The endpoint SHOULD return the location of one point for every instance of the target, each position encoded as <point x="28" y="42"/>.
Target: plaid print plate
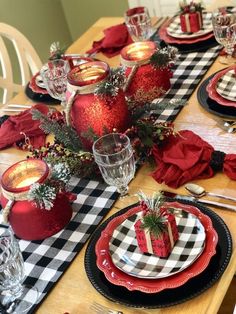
<point x="127" y="257"/>
<point x="226" y="85"/>
<point x="174" y="28"/>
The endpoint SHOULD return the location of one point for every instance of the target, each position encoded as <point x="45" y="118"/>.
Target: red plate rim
<point x="211" y="89"/>
<point x="117" y="277"/>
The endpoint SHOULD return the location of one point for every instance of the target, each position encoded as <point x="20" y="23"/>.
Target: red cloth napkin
<point x="185" y="157"/>
<point x="116" y="37"/>
<point x="11" y="128"/>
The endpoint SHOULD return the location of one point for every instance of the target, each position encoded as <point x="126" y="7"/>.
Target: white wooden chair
<point x="25" y="55"/>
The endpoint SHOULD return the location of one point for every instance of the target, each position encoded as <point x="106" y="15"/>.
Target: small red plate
<point x="117" y="277"/>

_ _ _ _ _ _ _

▸ **EXERCISE REQUIREMENTS**: Can you give every line above as a JSON list of strings, one string per line, with blank lines and the pictures left out?

▸ **PROBLEM SOLUTION**:
[
  "The endpoint SHOULD return the location of one point for every instance of the target, each position encoded as <point x=\"28\" y=\"42\"/>.",
  "Target: plaid print plate",
  "<point x=\"127\" y=\"257\"/>",
  "<point x=\"226\" y=\"85\"/>",
  "<point x=\"174\" y=\"28\"/>",
  "The endpoint SHOULD return the location of one point for every instance of the target, each position encoded as <point x=\"45\" y=\"118\"/>.",
  "Target: red plate rim",
  "<point x=\"211\" y=\"89\"/>",
  "<point x=\"117\" y=\"277\"/>",
  "The endpoint SHOULD return the location of one point for every instance of the target, each position encoded as <point x=\"20\" y=\"23\"/>.",
  "Target: red cloth napkin",
  "<point x=\"185\" y=\"157\"/>",
  "<point x=\"116\" y=\"37\"/>",
  "<point x=\"11\" y=\"128\"/>",
  "The endpoint SHOULD return the location of one point for every instance of the target, each position encoded as <point x=\"126\" y=\"7\"/>.",
  "Target: white wooden chair",
  "<point x=\"25\" y=\"55\"/>",
  "The endpoint SHOULD return the location of one point for every instance of the target, each position encoded as <point x=\"106\" y=\"15\"/>.",
  "Target: small red plate",
  "<point x=\"117\" y=\"277\"/>"
]